暮れも押し迫ったとある日ーーーーと、まるで『一杯のかけそば』のように話は始まる。
その朝、どうした風の吹き回しか、私はニーニとボール遊びをしてやる気になった。
普段はそんなことしてやらないのだが、師も走るという年末だけあり、マンボウ(もしくはタコクラゲ)人生一直線の私もさすがに何やかやと忙しかったりして、ここのところニーニの遊んで攻撃にシカトし続けていた。
そんなこともあり、ちょっと時間もあったため埋め合わせの意味でも、たまには遊んでやろうという気になったのだ。
だが、普段慣れないことはするものではない。
そのちょっとした出来心が、惨劇の幕を引いてしまったのだ。
ふいに、ニーニが「ギャ〜〜〜〜ッ!!」という悲鳴とともに床にへばりついているのが視界に入った。
結果があれば、当然それを引き起こした要因というものがあるはずなのだが、今現在に至ってもその場面は私の中からすっぽり抜けている。
まるで映画がそこから始まったかのように、もしくはビデオの一時停止画像のように、本当に何の前触れなく気が付いたらニーニが床に張り付いていたといった感じ。
状況的には、私の背後に置かれている椅子から飛び降りた時に何らかのアクシデントが発生したのだろう。
椅子はさほどの高さがあるわけではないし、床はリノリウムになっており、これまでにもニーニは何度となくそこを乗り降りしている。
よもやそんなところから?といった感じで、しかもたまたまこの日に限っていつもと違った行動をした末の出来事。
『魔がさす』とはこういうことなのかと思った。
とにもかくにもニーニの悲鳴で何が起こったのかはすぐに察しがついた。
そして頭の中は真っ白け。。。。。
無我夢中でニーニを抱え上げ、真っ白になった頭の中には『動物病院』という文字しか存在しない。
ただならぬ気配に集まってきた他の犬たちを、玄関から飛び出さないよう母に見ていてもらい(犬たちも動揺しているので)、とにかく病院目指してひた走った。一時停止画像は一転し、この辺の記憶はすでに早送りとなっている。
途中、ニーニが何度も手に噛みついてきた。だが、痛さで身をくねらせるニーニが私の手を振りほどいて車道にでも飛び出したら一大事と、気の済むようにさせておいた。
ニーニを抱えて病院に飛び込んだ私に、先生を始めとしたスタッフの視線が集中する。
でもその視線はビミョ〜にニーニとは違うところに向けられて点と化していた。
骨折して泣き喚く犬と、指から血をダラダラ垂らしている飼い主、注目を浴びたのはもちろん飼い主のほう。
だが当の本人の頭の中はニーニのことで一杯なので、噛みつかれた認識はあるものの、ニーニを受け取りながら院長先生に「ここは任せて、あなたは隣で治療してもらいなさい」と言われて初めて、けっこーイイ感じで流血していることに気がついた。
動物病院を訪れる飼い主多しといえども、一緒に手当てしてもらう人はけっこうレアかも (^ ^;
幸いにもニーニはホームズの時と同様に折れた場所が良かったらしい(「折れた場所が良かったよ〜」と褒められても、嬉しくないけど…)

> _提供データ_:
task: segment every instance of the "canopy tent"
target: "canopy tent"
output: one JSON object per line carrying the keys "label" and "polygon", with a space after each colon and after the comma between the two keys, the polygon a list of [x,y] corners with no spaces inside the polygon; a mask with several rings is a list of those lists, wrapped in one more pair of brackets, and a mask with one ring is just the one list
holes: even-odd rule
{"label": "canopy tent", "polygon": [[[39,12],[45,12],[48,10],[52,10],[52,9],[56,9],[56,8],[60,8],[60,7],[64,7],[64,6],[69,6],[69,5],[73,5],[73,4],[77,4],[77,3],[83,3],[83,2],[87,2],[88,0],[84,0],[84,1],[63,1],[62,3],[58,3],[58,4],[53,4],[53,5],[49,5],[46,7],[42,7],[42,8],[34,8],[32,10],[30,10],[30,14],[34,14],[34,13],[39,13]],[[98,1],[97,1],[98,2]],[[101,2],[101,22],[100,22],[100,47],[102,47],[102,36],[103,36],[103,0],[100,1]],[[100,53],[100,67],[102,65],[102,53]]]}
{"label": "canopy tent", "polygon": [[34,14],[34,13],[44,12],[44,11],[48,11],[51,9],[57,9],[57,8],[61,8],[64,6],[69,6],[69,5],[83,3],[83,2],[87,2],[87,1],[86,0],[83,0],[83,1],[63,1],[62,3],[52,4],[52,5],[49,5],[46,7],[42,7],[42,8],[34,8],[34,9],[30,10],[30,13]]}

> _作業指示_: 提供テキストによると、院長先生はニーニを受け取りながら筆者に何と言ったか、答えよ。

> _演習結果_: 「ここは任せて、あなたは隣で治療してもらいなさい」と言った。